Written instruction: Rewrite the records with "photo" replaced by "image" wherever it occurs, keeping everything else the same and leaving out the pictures.

--- Start Records for this task ---

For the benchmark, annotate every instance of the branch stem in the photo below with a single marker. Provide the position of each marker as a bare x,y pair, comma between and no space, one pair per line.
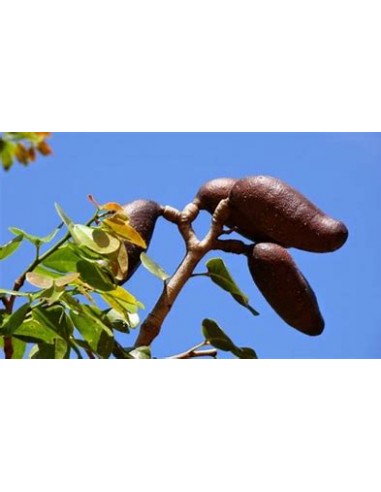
195,251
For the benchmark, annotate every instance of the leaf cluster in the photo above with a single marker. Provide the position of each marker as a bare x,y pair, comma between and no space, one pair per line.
61,313
22,147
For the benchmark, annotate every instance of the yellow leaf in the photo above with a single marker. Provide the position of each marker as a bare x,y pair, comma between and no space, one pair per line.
125,231
39,280
112,207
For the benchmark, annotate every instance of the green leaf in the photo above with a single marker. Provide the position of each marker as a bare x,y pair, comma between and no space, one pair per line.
95,239
57,350
245,353
63,260
55,318
141,353
51,295
67,221
218,338
15,293
120,322
221,276
46,272
37,241
121,228
38,280
19,348
122,301
15,320
99,337
67,279
215,336
32,331
10,247
93,275
153,267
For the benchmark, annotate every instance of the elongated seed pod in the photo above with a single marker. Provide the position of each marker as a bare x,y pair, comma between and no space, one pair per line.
142,215
264,208
285,288
211,193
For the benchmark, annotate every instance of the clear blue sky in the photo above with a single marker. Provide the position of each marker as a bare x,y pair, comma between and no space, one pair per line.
340,172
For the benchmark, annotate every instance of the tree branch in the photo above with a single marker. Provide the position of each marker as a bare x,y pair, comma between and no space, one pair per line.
196,250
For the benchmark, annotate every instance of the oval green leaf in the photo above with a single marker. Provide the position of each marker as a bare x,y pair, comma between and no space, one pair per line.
95,239
9,248
153,267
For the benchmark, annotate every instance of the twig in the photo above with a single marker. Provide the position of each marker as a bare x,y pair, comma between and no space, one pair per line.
191,354
233,246
196,250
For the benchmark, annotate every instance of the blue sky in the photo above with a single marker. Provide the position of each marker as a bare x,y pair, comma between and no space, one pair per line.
340,172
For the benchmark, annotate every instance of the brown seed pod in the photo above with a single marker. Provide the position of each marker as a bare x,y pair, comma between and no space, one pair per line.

--- End Records for this task ---

Exercise result:
For the benchmark, annotate every instance of the branch stem in the image below with a single marker. Provide the position of each marker as a bare x,y pair, comma between and no space, one pair per line.
195,251
For the benchmark, annotate every instance of the leaf cluster in the image above with a single marker. Provide the position of each marker as a bare x,y pair, comma between and no space, one pair per line.
61,313
22,147
For the benchmark, annotate every instance of the yellow leaf in the image above with a single marker. Provide the position of each marker as a bare x,y pair, comma between and no space, one pair per line.
125,231
39,280
112,207
For the benchmark, annotate every instance of the green leaf in the image above with a single marker. Provide the position of each marker as a bare x,y pair, comma between and no space, one pair per line.
95,239
57,350
245,353
63,260
55,318
141,353
51,295
67,221
218,338
15,293
120,322
221,276
46,272
37,241
121,228
38,280
19,348
122,301
15,320
99,337
67,279
215,336
32,331
10,247
93,275
153,267
For the benchmark, annotate every instance of the elongated seed pod in the image above with a single marker. Provide the position of each marker as a bare x,y pair, comma between and no space, one pair per line.
142,215
264,208
285,288
211,193
For the benchmark, annotate every instance of the clear blue sky in the image above with a single marker. Provide the position of each marker as a bare x,y pair, comma between and no space, one pair per line.
340,172
For the benchmark, annotate every instance of the tree branch in the image above with a single marker. Provide the position of each marker as a bare x,y pair, comma between and no space, one pair per line.
196,250
For the benchmark, annotate every instance of the oval green leaf in the image above with a single marker. Provide the position of each marker as a bare x,y pair, comma between and no space, one pair per line.
95,239
9,248
153,267
For the benchmark, annotate every instance of the twig in the image above with a single marker. Provide the position of each marker as a bare x,y pair, comma between and no space, one pair per line.
191,354
233,246
196,250
For the benchmark, annotate every instance of the blue sky in the image above with a single marker. Provide the position of each marker as a bare x,y pair, comma between and no space, one pair per line.
340,172
For the benchmark, annotate every instance of the brown seed pod in the image above with a single marker. Provide the position of each marker as a bare x,y pair, comma between and no space, one pair per line.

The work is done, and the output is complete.